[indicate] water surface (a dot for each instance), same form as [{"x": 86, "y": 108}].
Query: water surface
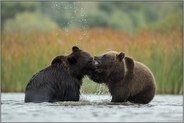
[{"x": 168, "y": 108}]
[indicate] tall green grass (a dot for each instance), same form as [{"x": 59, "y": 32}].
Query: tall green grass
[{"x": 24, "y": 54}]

==

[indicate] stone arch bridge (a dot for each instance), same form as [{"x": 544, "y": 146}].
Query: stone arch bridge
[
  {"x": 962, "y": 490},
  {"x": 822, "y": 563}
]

* * *

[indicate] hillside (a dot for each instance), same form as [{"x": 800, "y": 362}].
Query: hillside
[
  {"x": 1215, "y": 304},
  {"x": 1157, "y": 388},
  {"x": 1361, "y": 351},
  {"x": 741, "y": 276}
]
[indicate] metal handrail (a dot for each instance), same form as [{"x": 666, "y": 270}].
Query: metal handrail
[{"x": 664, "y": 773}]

REQUIRED TASK: Copy out every line of the listing above that contains the string "each". Count a match only when the letter case is the same.

EXPECTED OUTPUT:
[indicate] water surface (a dot for each instance), same form as [{"x": 86, "y": 108}].
[indicate] tall green grass (a dot for each instance), same form as [{"x": 59, "y": 32}].
[indicate] stone arch bridge (a dot for each instance), same form as [{"x": 544, "y": 146}].
[indicate] hillside (a dot for each instance), same form as [{"x": 800, "y": 362}].
[indicate] metal handrail (a dot for each instance), same form as [{"x": 666, "y": 270}].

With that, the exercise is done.